> [Consigna]:
Copia al pie de la letra el fragmento del texto sobre los telescopios que va de "Por último, de" a "turbulenta atmósfera terrestre.", ambos incluidos.

> [Bloque de texto]:
---+---
Cada fotón es una reliquia del pasado, un elemento más de esa piedra de Rosetta que poco a poco nos permite descifrar los enigmas del Universo. Y es por eso, porque cada observación abre una ventana a procesos físicos que de ninguna manera pueden ser reproducidos en los laboratorios, que los astrónomos y los ingenieros exprimimos los límites de la tecnología para diseñar y construir los telescopios e instrumentos más potentes.

Telescopios que empequeñecen al mismísimo Coliseo y pesan miles de toneladas y, sin embargo, se mueven con una liviandad y precisión dignas de los icónicos ballets rusos. Telescopios con una superficie colectora equivalente al tamaño de una piscina olímpica y que por tanto requieren de cientos de segmentos para conformar un mastodóntico espejo que no solo refleje el 99% de la luz incidente, sino que además se deforme para generar las imágenes más nítidas. La precisión en el pulido de estos espejos es tal que si uno de los segmentos fuera del tamaño de Tenerife, ¡el punto más elevado de la isla no sería mayor que un simple grano de sal! Pero un telescopio no es nada sin los instrumentos con los que va equipado y que son los responsables de jugar con la luz, enfocándola y en ocasiones dispersándola con la ayuda de complejos elementos ópticos, y registrándola mediante detectores fabricados con materiales que absorben todos los fotones que han sobrevivido al arduo camino. Algunos de estos instrumentos proporcionan medidas tan precisas y estables que somos capaces de detectar oscilaciones de tan solo 0,5 km/h en la velocidad de una estrella lejana causada por minúsculos planetas que orbitan a su alrededor. Otros instrumentos analizan la luz de baja energía emitida por discos planetarios y estelares, y por regiones intensamente oscurecidas por densas columnas de polvo. Pero para ello han de ser blindados frente a la radiación del entorno y del telescopio mismo en cámaras criogénicas a bajísimas temperaturas de -240 ºC.

Por último, de nada sirve toda esta tecnología si al telescopio no llegan suficientes fotones o si la turbulencia atmosférica difumina la imagen. Así que los construimos en las montañas que reúnen las mejores condiciones para que la señal llegue impoluta, lugares como las cumbres remotas de Canarias, Hawái o Chile, donde la atmósfera es cristalina y estable y la perniciosa contaminación lumínica de nuestras ciudades es apenas perceptible. Aún así, en ocasiones es necesario abandonar el planeta y hacer del espacio el hogar del telescopio, de forma que opere lejos de la opaca y turbulenta atmósfera terrestre.
---+---
> [Datos mostrados]:
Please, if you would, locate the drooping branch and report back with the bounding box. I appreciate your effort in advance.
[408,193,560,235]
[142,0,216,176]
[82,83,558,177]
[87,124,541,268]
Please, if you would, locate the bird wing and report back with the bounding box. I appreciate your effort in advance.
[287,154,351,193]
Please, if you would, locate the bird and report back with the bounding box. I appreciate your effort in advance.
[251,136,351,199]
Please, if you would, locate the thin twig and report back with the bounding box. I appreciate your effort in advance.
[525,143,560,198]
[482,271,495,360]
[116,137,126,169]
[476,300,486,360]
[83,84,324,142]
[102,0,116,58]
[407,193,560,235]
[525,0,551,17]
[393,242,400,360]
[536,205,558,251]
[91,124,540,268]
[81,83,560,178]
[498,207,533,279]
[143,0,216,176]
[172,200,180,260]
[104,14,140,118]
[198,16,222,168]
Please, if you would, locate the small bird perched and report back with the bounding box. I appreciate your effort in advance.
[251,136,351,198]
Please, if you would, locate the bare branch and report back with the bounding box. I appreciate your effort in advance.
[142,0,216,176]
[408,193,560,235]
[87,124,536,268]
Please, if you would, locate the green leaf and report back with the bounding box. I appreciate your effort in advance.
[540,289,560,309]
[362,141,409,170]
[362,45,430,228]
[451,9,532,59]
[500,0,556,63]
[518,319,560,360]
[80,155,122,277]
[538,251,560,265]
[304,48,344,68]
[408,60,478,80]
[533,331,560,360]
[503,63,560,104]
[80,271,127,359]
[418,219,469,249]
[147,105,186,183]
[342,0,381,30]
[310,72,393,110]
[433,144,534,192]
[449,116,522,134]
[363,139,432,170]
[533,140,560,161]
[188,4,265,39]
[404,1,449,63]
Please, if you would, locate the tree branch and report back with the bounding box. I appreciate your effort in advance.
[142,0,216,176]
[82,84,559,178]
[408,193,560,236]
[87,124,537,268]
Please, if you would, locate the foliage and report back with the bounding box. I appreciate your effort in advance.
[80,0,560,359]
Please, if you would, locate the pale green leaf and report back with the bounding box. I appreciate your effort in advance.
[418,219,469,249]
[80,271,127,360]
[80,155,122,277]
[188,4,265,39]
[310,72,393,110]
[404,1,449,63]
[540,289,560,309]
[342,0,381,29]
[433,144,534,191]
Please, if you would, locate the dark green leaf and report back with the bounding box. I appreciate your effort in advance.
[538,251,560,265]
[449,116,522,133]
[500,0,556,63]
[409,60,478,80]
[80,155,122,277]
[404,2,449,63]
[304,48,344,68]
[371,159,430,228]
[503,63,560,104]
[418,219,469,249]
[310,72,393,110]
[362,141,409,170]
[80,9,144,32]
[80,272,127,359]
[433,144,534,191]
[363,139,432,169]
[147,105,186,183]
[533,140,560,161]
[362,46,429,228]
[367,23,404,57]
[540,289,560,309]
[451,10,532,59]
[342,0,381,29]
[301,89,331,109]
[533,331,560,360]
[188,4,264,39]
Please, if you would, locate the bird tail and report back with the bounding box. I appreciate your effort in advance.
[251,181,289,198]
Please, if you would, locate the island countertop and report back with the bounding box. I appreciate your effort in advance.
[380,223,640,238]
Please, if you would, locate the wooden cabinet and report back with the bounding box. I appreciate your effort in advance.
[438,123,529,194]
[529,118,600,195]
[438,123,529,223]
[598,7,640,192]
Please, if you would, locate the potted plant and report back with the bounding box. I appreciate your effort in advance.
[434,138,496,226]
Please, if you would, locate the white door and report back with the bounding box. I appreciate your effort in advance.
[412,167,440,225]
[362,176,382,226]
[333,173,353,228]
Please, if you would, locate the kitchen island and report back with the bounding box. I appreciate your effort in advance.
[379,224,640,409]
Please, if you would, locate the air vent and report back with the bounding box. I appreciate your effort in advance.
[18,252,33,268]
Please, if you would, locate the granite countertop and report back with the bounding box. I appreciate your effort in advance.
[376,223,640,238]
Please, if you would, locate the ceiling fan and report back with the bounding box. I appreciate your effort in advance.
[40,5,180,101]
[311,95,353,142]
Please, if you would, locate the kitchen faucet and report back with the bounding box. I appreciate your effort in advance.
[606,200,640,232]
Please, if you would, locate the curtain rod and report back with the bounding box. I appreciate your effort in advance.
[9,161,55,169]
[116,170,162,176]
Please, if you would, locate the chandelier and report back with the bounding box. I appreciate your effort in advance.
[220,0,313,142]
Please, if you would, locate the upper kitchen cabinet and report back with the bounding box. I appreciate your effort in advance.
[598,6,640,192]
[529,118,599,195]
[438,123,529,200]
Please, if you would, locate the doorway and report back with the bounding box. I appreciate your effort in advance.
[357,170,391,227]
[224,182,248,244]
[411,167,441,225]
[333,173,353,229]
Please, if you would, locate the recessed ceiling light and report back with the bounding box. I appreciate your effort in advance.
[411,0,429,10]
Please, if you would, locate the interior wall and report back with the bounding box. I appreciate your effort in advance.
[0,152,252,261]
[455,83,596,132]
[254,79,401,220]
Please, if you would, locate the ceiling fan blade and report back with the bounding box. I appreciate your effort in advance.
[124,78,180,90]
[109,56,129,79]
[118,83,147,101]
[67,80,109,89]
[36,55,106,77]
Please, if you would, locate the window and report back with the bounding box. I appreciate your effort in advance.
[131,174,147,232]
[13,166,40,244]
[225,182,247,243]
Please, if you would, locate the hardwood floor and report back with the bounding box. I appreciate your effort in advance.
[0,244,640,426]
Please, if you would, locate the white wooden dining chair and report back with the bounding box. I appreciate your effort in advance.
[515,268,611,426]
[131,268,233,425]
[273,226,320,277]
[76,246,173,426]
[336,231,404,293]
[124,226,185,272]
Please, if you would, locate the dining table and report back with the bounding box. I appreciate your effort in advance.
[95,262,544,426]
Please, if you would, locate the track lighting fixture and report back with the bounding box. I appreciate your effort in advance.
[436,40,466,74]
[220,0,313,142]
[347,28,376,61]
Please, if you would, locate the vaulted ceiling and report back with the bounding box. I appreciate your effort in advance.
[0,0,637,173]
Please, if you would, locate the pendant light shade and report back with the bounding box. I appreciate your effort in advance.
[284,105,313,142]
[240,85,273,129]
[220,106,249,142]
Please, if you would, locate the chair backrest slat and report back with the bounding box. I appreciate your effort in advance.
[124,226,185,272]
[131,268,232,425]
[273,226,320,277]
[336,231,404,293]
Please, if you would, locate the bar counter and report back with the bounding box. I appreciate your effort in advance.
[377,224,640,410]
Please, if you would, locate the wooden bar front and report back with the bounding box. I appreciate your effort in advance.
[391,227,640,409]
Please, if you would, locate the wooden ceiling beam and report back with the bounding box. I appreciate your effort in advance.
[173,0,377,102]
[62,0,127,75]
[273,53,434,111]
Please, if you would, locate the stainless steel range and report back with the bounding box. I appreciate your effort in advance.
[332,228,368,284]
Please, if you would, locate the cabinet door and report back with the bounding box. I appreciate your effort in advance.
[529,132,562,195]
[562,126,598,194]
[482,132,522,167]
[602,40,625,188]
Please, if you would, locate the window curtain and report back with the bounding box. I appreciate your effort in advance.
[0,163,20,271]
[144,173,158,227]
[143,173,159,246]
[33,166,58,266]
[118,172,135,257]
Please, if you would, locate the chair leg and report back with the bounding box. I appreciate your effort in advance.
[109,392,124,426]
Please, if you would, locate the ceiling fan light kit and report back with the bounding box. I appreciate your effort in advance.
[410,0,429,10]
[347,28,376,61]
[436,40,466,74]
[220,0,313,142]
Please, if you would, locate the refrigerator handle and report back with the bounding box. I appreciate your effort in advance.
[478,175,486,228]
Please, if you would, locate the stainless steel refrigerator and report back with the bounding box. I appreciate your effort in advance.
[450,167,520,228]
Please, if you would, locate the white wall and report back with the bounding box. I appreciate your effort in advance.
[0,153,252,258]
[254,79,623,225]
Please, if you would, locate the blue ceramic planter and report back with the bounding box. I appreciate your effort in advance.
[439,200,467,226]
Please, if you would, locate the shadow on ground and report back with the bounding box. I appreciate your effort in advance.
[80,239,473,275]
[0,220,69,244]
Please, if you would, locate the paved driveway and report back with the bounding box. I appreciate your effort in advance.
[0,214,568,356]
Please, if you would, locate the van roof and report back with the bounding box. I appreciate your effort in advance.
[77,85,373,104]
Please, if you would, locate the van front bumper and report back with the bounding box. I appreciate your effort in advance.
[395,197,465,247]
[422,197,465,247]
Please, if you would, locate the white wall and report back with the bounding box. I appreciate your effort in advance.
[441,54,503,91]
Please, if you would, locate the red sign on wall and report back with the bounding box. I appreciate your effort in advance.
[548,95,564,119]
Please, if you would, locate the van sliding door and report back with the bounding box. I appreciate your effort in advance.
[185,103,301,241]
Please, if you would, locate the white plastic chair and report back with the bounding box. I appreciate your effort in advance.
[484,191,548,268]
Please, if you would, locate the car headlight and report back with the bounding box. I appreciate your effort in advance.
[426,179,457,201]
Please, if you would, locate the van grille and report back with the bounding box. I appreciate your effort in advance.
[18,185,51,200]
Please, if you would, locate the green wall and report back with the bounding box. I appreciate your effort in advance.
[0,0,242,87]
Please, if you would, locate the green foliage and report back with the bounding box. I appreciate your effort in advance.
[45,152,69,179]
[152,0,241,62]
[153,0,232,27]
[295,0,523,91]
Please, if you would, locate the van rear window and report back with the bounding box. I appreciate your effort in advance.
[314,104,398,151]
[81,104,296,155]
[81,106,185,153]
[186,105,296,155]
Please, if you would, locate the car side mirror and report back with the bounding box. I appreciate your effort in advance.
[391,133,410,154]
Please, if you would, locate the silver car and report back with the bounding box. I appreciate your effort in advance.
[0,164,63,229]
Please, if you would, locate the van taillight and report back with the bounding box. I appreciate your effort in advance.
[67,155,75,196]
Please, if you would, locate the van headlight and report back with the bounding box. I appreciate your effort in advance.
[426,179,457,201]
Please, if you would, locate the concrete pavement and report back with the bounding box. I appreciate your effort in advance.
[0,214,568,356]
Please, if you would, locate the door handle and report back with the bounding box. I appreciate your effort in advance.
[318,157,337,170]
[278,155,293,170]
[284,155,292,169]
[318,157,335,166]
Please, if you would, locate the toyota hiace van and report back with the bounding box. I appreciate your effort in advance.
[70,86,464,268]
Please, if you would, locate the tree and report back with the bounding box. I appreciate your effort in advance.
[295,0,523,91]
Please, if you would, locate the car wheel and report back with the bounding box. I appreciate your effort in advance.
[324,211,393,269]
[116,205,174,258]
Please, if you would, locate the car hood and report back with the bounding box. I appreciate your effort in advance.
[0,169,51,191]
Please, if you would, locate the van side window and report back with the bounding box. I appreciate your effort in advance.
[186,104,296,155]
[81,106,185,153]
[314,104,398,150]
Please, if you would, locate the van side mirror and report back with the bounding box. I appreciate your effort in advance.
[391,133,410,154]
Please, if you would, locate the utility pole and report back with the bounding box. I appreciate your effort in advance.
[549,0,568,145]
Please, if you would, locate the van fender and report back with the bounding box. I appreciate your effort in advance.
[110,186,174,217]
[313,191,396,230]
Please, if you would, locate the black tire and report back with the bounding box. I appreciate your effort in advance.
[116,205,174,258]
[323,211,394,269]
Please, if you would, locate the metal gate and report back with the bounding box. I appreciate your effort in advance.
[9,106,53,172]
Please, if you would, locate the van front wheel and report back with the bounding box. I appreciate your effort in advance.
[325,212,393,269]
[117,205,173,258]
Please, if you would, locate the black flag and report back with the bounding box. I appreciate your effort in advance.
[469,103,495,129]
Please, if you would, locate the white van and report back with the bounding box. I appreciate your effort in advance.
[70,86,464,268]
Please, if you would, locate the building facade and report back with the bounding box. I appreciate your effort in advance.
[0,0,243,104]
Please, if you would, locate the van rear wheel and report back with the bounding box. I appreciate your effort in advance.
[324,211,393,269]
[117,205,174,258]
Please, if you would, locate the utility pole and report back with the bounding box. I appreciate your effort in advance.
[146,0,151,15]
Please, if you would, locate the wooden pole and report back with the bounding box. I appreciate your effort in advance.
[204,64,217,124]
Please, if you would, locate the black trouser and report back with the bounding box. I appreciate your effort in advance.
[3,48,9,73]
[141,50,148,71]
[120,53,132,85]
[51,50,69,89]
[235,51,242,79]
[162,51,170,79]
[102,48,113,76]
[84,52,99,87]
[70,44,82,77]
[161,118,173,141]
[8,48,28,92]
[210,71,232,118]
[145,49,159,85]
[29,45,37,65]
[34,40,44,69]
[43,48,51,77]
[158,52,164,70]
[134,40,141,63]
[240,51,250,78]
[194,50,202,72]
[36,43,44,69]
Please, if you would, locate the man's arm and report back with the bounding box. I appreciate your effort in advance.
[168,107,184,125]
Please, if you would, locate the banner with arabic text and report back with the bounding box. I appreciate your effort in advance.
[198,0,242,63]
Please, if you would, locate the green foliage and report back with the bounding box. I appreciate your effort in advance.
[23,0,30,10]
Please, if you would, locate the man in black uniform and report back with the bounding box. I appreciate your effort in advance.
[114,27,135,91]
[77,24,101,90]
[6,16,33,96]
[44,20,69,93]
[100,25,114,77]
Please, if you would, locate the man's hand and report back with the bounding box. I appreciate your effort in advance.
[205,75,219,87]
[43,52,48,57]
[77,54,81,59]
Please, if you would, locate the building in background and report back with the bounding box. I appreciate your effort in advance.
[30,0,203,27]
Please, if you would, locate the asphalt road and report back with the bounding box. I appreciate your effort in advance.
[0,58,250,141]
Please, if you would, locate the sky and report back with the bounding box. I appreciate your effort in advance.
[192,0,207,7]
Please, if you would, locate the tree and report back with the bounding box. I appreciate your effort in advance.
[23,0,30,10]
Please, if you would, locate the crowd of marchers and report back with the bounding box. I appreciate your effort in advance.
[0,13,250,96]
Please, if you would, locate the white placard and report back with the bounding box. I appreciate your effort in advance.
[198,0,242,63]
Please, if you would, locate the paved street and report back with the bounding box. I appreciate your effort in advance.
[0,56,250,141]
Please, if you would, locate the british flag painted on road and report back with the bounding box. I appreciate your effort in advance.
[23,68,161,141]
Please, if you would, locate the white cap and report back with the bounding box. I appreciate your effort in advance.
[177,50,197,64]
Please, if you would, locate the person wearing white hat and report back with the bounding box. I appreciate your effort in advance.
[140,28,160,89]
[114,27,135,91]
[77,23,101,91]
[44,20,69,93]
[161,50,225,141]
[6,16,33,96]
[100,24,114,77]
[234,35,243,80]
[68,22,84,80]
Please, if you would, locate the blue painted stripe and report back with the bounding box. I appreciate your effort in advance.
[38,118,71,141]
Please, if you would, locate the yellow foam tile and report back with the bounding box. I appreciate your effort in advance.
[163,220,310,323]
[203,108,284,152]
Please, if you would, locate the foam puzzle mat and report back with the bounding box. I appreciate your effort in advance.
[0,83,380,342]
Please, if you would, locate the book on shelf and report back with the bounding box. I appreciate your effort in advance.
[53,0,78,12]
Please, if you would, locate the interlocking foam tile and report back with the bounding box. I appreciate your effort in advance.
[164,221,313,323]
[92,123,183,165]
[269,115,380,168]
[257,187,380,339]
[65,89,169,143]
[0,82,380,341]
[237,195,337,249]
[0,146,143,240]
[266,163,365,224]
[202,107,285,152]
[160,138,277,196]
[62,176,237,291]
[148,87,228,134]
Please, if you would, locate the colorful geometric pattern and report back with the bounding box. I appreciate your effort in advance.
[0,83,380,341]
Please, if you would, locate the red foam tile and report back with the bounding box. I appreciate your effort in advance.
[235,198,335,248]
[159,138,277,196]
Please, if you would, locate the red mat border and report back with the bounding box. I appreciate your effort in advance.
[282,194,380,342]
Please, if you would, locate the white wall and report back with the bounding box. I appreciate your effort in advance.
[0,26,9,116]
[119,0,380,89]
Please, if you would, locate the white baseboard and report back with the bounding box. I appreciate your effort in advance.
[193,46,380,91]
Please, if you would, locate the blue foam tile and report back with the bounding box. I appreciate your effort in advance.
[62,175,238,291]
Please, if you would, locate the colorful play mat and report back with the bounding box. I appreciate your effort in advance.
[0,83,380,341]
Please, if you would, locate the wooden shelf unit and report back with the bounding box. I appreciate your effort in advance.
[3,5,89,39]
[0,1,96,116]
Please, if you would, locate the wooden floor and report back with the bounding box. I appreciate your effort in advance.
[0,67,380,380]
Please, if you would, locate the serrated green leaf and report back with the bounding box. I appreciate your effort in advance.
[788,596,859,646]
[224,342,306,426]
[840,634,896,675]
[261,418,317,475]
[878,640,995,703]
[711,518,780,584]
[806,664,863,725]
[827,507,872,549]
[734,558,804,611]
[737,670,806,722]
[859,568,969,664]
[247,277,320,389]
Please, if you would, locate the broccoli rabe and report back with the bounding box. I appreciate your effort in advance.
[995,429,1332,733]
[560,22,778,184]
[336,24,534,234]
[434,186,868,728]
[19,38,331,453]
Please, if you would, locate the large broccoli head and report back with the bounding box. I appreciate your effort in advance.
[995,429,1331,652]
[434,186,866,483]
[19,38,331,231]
---+---
> [Espacio de respuesta]:
Por último, de nada sirve toda esta tecnología si al telescopio no llegan suficientes fotones o si la turbulencia atmosférica difumina la imagen. Así que los construimos en las montañas que reúnen las mejores condiciones para que la señal llegue impoluta, lugares como las cumbres remotas de Canarias, Hawái o Chile, donde la atmósfera es cristalina y estable y la perniciosa contaminación lumínica de nuestras ciudades es apenas perceptible. Aún así, en ocasiones es necesario abandonar el planeta y hacer del espacio el hogar del telescopio, de forma que opere lejos de la opaca y turbulenta atmósfera terrestre.